== Document ==
>>>

However, the Assessing Officer (AO) disallowed the entire improvement cost, citing a lack of supporting documentation or audit trail, which the CIT(A) upheld. Before the Tribunal, the assessee raised two key points: that the notice issued under Section 143(2) was barred by limitation (not pressed during hearing) and that the disallowance of the indexed cost of improvement was unjustified, especially given the property’s old age and condition, requiring extensive renovation to make it habitable.
The assessee’s representative submitted the computation sheet of LTCG along with sale deeds, arguing that the renovations carried out over the years were reasonable and necessary for the property’s saleability.

<<<

== Provided data ==
>>>

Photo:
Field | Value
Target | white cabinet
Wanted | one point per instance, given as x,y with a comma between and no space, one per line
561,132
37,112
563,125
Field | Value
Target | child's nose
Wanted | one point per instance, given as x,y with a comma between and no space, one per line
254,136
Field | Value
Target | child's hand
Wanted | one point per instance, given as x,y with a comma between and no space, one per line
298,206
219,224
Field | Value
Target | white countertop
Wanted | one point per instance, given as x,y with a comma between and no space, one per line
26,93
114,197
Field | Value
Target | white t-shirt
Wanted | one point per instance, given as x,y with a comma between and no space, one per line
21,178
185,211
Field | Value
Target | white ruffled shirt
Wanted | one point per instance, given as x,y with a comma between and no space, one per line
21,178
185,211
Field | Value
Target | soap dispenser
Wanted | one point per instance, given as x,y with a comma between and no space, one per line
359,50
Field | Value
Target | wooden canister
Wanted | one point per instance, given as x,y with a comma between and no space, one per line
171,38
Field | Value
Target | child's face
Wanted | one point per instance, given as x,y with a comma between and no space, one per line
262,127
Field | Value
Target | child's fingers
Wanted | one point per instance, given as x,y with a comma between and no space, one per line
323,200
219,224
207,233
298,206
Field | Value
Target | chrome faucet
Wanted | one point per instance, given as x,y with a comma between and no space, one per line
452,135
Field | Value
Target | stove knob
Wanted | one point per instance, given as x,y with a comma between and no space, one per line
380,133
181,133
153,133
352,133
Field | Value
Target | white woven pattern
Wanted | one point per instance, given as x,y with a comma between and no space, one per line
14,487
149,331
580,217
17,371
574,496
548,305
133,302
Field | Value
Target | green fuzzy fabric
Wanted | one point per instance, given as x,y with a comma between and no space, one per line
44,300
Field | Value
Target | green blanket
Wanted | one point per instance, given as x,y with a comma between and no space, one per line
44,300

<<<

== Requirement A ==
In the tribunal excerpt, why did the Assessing Officer disallow the entire improvement cost?
== Requirement B ==
From the tribunal excerpt, copy the stretch from "The assessee’s representative" through "the property’s saleability.".
== Requirement C ==
Carry on the tribunal excerpt past its final sentence.

== Expected output A ==
The Assessing Officer disallowed it because there was no supporting documentation or audit trail for the improvement cost.

== Expected output B ==
The assessee’s representative submitted the computation sheet of LTCG along with sale deeds, arguing that the renovations carried out over the years were reasonable and necessary for the property’s saleability.

== Expected output C ==
The Tribunal observed that the property was constructed in 1954, and renovation was expected to make it livable. While there was merit in the claim of improvements done in the early 1980s, the expenditures allegedly incurred in 1990–91 were found to be impossible and lacking authentic proof, such as bank statements or ledger entries.
The bench comprising Shri V. Durga Rao (Judicial Member) and Shri K. M. Roy (Accountant Member) carefully examined the documentary evidence. The ITAT allowed the indexed cost of improvement only for the years 1981–82 and 1983–84, amounting to ₹10,81,234, and disallowed the balance. This resulted in partial relief to the assessee, acknowledging part of the renovation claim.